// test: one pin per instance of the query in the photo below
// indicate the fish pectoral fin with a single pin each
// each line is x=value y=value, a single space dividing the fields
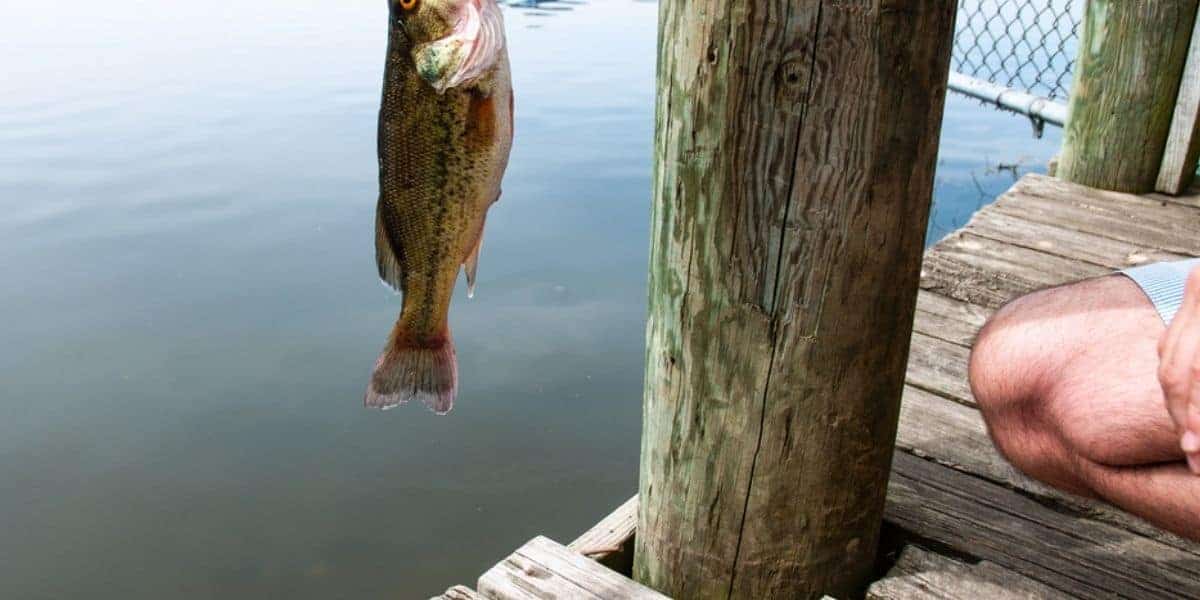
x=385 y=256
x=472 y=262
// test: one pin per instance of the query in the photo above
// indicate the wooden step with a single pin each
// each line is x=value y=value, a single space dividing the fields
x=546 y=570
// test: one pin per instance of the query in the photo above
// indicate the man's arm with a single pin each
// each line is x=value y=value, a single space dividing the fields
x=1179 y=371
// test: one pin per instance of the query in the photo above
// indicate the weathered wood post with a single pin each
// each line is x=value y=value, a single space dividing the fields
x=793 y=171
x=1127 y=78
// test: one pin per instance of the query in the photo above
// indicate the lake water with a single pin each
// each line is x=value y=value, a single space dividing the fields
x=191 y=309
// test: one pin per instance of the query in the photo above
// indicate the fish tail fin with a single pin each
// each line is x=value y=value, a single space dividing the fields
x=414 y=367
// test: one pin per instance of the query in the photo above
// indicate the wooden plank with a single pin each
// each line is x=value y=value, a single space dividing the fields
x=948 y=319
x=1179 y=166
x=459 y=593
x=546 y=570
x=1063 y=241
x=940 y=367
x=1039 y=268
x=1127 y=78
x=1131 y=219
x=970 y=283
x=1069 y=553
x=611 y=541
x=954 y=436
x=989 y=273
x=923 y=575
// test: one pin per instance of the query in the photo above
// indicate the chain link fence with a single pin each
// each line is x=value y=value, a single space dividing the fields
x=1017 y=46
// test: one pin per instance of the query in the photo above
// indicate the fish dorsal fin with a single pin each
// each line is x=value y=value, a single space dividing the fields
x=385 y=256
x=472 y=262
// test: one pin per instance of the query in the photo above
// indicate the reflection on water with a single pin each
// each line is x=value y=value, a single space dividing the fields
x=186 y=227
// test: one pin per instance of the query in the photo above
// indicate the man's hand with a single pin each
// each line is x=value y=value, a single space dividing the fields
x=1179 y=371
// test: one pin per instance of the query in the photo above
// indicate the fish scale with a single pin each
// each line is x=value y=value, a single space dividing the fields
x=442 y=156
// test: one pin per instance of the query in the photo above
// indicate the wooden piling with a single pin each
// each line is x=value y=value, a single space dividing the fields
x=1127 y=78
x=793 y=171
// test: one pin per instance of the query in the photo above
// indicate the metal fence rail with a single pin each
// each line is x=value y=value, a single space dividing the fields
x=1018 y=54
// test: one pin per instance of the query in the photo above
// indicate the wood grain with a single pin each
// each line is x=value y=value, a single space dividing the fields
x=793 y=169
x=611 y=541
x=459 y=593
x=1069 y=553
x=546 y=570
x=923 y=575
x=1179 y=167
x=1127 y=77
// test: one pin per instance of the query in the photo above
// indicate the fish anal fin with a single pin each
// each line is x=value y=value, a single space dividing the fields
x=385 y=256
x=472 y=262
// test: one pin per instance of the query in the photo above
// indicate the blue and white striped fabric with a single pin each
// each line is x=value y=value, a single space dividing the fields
x=1163 y=283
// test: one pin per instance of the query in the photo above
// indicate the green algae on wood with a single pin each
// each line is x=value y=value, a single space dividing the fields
x=1127 y=79
x=795 y=161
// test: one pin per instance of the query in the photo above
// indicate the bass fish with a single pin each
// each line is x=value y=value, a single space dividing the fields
x=445 y=130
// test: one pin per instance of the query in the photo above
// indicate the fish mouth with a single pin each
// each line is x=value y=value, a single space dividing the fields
x=468 y=52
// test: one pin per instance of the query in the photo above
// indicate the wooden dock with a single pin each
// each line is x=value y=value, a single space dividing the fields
x=967 y=523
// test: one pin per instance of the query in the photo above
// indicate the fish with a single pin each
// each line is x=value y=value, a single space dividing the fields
x=445 y=132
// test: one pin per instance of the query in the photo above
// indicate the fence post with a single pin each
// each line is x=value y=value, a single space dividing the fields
x=1183 y=141
x=1127 y=78
x=793 y=171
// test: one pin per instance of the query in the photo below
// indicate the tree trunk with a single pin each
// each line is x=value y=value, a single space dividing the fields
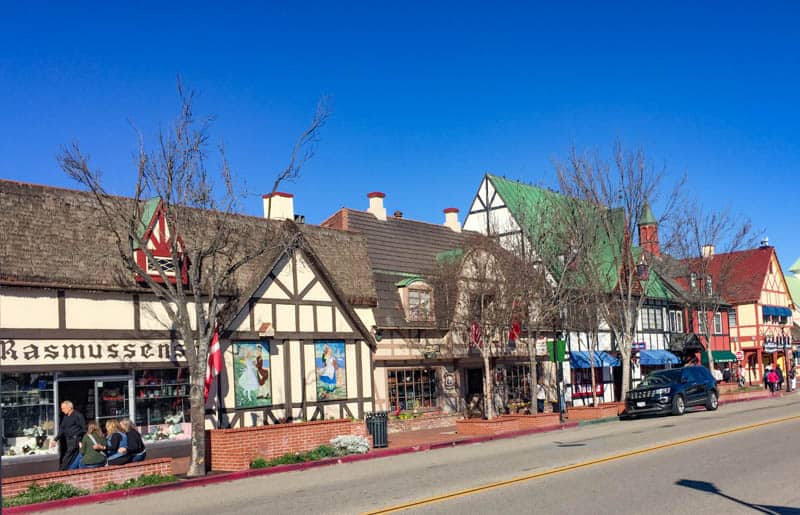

= = =

Output every line of the rows above as a Markdown table with the columns Index and Text, numbering the lines in order and omitting blank lines. Leave the pictures out of the answer.

| Index | Text |
|---|---|
| 1 | // test: one pin per instance of the query in the photo below |
| 2 | // indicate the fish pectoral fin with a single pin each |
| 3 | // each line is x=value y=value, a single space dividing the fields |
| 4 | x=385 y=256 |
| 5 | x=472 y=262 |
| 6 | // test: one pin per instance of the query in the photo above |
| 7 | // indicate the wooden step with a single pin each |
| 8 | // each line is x=value y=value, a single space dividing the fields |
| 9 | x=546 y=570 |
| 10 | // test: one pin per instance of the query in the photo above |
| 11 | // indicate the man's arm with a single pin each |
| 12 | // each line is x=value y=value, a single space dividing the fields |
| 13 | x=1179 y=371 |
| 14 | // test: one pin per instance of the query in the photo above |
| 15 | // indicate the weathered wood post with a single pin each |
| 16 | // each line is x=value y=value, a single space dividing the fields |
| 17 | x=793 y=171 |
| 18 | x=1127 y=78 |
| 19 | // test: one pin per instance of the query in the photo above |
| 20 | // indicate the lake water with a single pin each |
| 21 | // each line is x=value y=value, a single space dividing the fields |
| 22 | x=191 y=309 |
| 23 | // test: one pin per instance of the query in the photo above |
| 24 | // indicate the fish tail fin with a single pin each |
| 25 | // each line is x=value y=value, a single space dividing the fields |
| 26 | x=414 y=367 |
| 27 | // test: one pin per instance of the query in the photo above |
| 28 | // indicate the wooden plank with a single pin each |
| 29 | // each line is x=value y=value, a single space dividing the fields |
| 30 | x=948 y=319 |
| 31 | x=1179 y=166 |
| 32 | x=459 y=593 |
| 33 | x=546 y=570 |
| 34 | x=1063 y=241 |
| 35 | x=940 y=367 |
| 36 | x=1039 y=268 |
| 37 | x=1127 y=78 |
| 38 | x=1131 y=219 |
| 39 | x=970 y=283 |
| 40 | x=1069 y=553 |
| 41 | x=611 y=541 |
| 42 | x=954 y=436 |
| 43 | x=989 y=273 |
| 44 | x=923 y=575 |
| 45 | // test: one pin per instance of the query in the photo above |
| 46 | // indicate the chain link fence with a single pin each |
| 47 | // each line is x=value y=value, a single space dividing the fields |
| 48 | x=1017 y=46 |
| 49 | // test: one pin per instance of the query in the photo above |
| 50 | // indicate the fish dorsal fin with a single pin each |
| 51 | // each line is x=value y=value, a single space dividing the fields |
| 52 | x=385 y=256 |
| 53 | x=472 y=262 |
| 54 | // test: one pin per instance of the query in the photo above |
| 55 | // indicate the reflection on water with a single pin each |
| 56 | // each line is x=value y=value, a single space dividing the fields |
| 57 | x=186 y=227 |
| 58 | // test: one pin per instance of the query in the photo above |
| 59 | // indicate the man's hand with a single pin each |
| 60 | // each line is x=value y=value, a single space dividing the fields |
| 61 | x=1179 y=371 |
| 62 | // test: one pin per instance of the query in the photo above |
| 63 | // indicate the fish scale with a single pin each |
| 64 | // each line is x=value y=value, a single space dividing the fields |
| 65 | x=442 y=156 |
| 66 | // test: one pin per instance of the query in the photo above |
| 67 | // indicate the wooden piling with a single pin each |
| 68 | // each line is x=value y=value, a single space dividing the fields |
| 69 | x=1127 y=78 |
| 70 | x=793 y=171 |
| 71 | // test: one pin per instance of the query in the photo above |
| 72 | // indicate the metal fence rail with a single pin each |
| 73 | // each line is x=value y=value, a single space dividing the fields |
| 74 | x=1018 y=54 |
| 75 | // test: one pin per instance of the query in the photo above |
| 76 | // indicate the wood grain with a single pin each |
| 77 | // each line is x=value y=value, a single space dividing the fields |
| 78 | x=793 y=169 |
| 79 | x=611 y=541 |
| 80 | x=459 y=593 |
| 81 | x=1069 y=553 |
| 82 | x=546 y=570 |
| 83 | x=923 y=575 |
| 84 | x=1179 y=167 |
| 85 | x=1127 y=77 |
| 86 | // test: one pin per instance of the query in the photo above |
| 87 | // indicate the fish anal fin with a single pin each |
| 88 | // each line is x=value y=value, a single space dividing the fields |
| 89 | x=385 y=256 |
| 90 | x=472 y=262 |
| 91 | // test: one pin per instance of the query in the photo above |
| 92 | // indicate the blue and white striped fabric with a single pin each |
| 93 | // each line is x=value y=value, a single space dividing the fields |
| 94 | x=1163 y=283 |
| 95 | // test: one pin per instance of the query in the photo above |
| 96 | // indicate the green algae on wood with a single pin each |
| 97 | // each line is x=value y=value, a single space dividing the fields |
| 98 | x=1127 y=79 |
| 99 | x=795 y=161 |
| 100 | // test: one pin per instance of the query in the photo above |
| 101 | // indicate the bass fish with a single pin each |
| 102 | // each line is x=value y=value, a single space dividing the fields |
| 103 | x=445 y=130 |
| 104 | // test: one pin per instance of the query in the photo above |
| 105 | // indicate the fish mouth with a single pin each |
| 106 | // each line is x=value y=value, a single space dividing the fields |
| 107 | x=468 y=52 |
| 108 | // test: one pin per instance of the query in the photo above |
| 109 | // indicate the wooden dock with a single pin each |
| 110 | // each line is x=value y=value, a single space dividing the fields |
| 111 | x=967 y=523 |
| 112 | // test: one pin per instance of the query in the photo above |
| 113 | // indicate the fish with a single pin each |
| 114 | // each line is x=value y=value, a single space dividing the fields |
| 115 | x=445 y=132 |
| 116 | // test: one pin per instance of the query in the photo above |
| 117 | // indicate the fence post with a single pin each |
| 118 | // each line is x=value y=value, a single space dividing the fields |
| 119 | x=1183 y=141 |
| 120 | x=1127 y=78 |
| 121 | x=793 y=171 |
| 122 | // test: one pin per instance of the query in the photo below |
| 123 | // indicate the tree trunk with a single pin each |
| 124 | // each line is x=value y=value, a single space dividing the fields |